- [What you should do]: Update the rows below by swapping "Indicate with a point" for "Mark with a dot" wherever it appears, with everything else kept the same. Leave out the pictures when you give the rows back.

----

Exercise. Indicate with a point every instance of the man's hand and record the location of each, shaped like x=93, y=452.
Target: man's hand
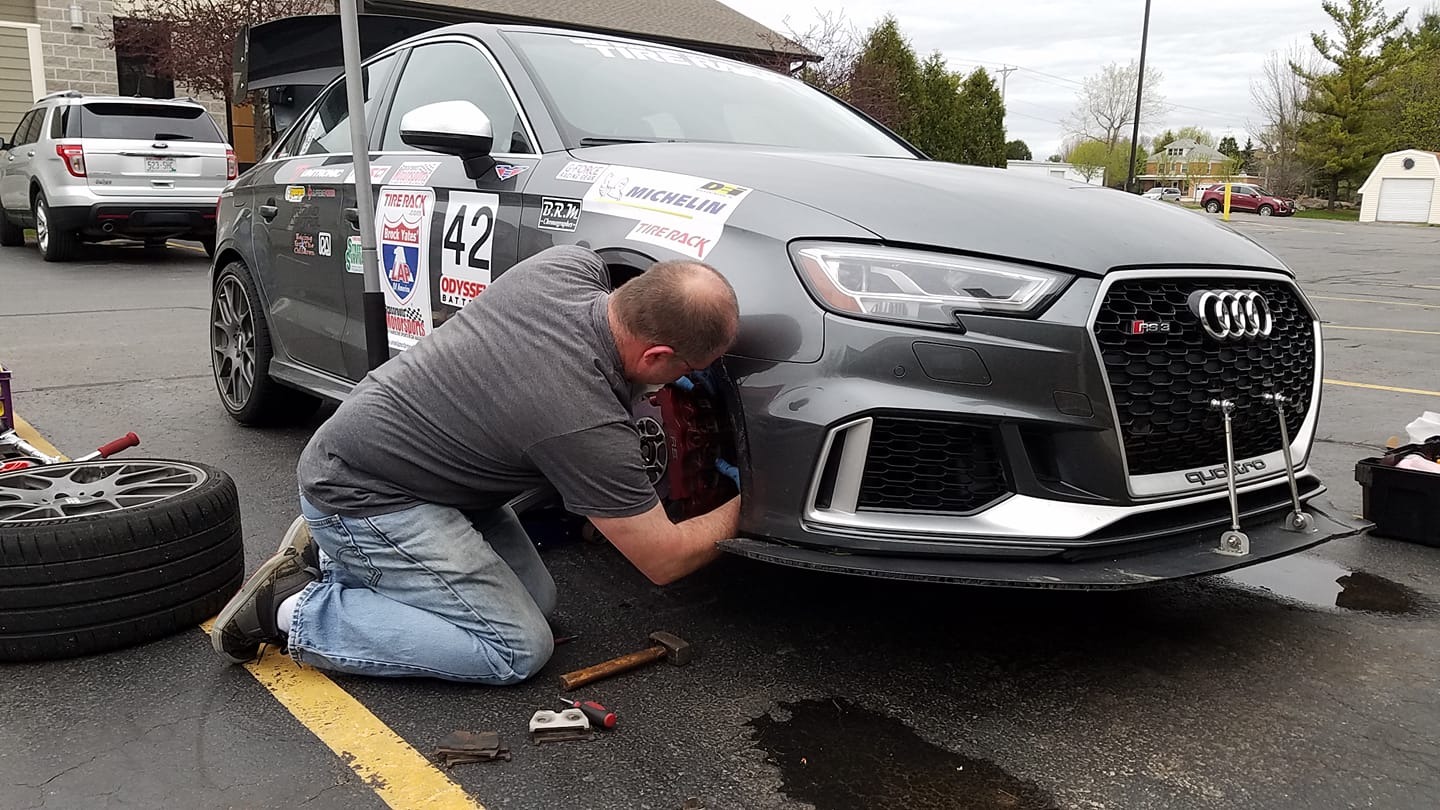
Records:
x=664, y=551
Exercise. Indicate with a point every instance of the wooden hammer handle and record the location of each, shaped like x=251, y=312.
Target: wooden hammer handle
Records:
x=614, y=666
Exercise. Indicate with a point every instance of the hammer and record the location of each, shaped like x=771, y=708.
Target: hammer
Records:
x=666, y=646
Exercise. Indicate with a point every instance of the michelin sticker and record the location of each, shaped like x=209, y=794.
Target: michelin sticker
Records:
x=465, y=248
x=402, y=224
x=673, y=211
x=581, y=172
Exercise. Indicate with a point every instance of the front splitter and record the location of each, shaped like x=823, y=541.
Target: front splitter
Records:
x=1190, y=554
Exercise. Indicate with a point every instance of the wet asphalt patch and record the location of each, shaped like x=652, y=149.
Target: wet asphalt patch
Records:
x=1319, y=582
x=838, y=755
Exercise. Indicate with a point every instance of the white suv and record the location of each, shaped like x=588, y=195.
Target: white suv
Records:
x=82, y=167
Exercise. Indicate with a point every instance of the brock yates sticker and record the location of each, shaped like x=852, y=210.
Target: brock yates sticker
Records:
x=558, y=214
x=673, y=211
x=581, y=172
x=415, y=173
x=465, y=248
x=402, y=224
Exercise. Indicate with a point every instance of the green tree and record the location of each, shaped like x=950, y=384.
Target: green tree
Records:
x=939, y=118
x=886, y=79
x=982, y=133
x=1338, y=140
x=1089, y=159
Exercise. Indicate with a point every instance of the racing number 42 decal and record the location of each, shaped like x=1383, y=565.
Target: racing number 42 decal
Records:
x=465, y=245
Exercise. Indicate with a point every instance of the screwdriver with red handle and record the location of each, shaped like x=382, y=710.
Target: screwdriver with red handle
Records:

----

- [Completed exercise]:
Exercise. Mark with a dot every instance of the man's hand and record the location of each, shaped like x=93, y=452.
Target: man's hand
Records:
x=664, y=551
Exercise. Mark with a dot every instance of the wooden hammer handle and record the location of each, shaped like x=251, y=312.
Target: wooden hammer handle
Records:
x=614, y=666
Exercise. Mark with a dot every instance of the hammer and record the location of each, shaped like x=771, y=708.
Target: hammer
Records:
x=666, y=646
Exercise. Mark with a dot every instance of the michelin sticker and record the location of each, shaped like x=209, y=794.
Target: michelin sticker
Records:
x=465, y=248
x=402, y=224
x=673, y=211
x=581, y=172
Exercise. Mark with a dot every instance of the front splitter and record the location of each, shaped like x=823, y=541.
Target: front splitter
Records:
x=1190, y=554
Exercise. Mark with a dot every instance of the wet asphalt patch and record the location of each, shaped like x=652, y=149.
Target: wet asphalt patch
Records:
x=1319, y=582
x=838, y=755
Exercise. Mark with a dot every instance of the white suv and record the location of each, shaped like x=588, y=195.
Target: white suv
Records:
x=82, y=167
Exercise. Mark with a dot every instance of the brock yates sticker and record the location of each, shaped like x=852, y=210.
Target: brock yates sticker
Records:
x=558, y=214
x=673, y=211
x=581, y=172
x=415, y=173
x=465, y=248
x=402, y=224
Exercise. Mark with a dot every instance of the green tree and record the location of each, shaped like x=950, y=384.
Target: green tree
Records:
x=939, y=118
x=886, y=79
x=982, y=133
x=1338, y=140
x=1089, y=159
Exercise. Mark with a dot every instance of the racing number 42 decal and record the location of each, shaped like x=1383, y=565.
Target: racing number 42 decal
Records:
x=465, y=245
Exercise. Mark with a dot every instance of the screwdriver with red handle and record the location of each, shaped like x=382, y=710.
Target: screwdriver with red handle
Records:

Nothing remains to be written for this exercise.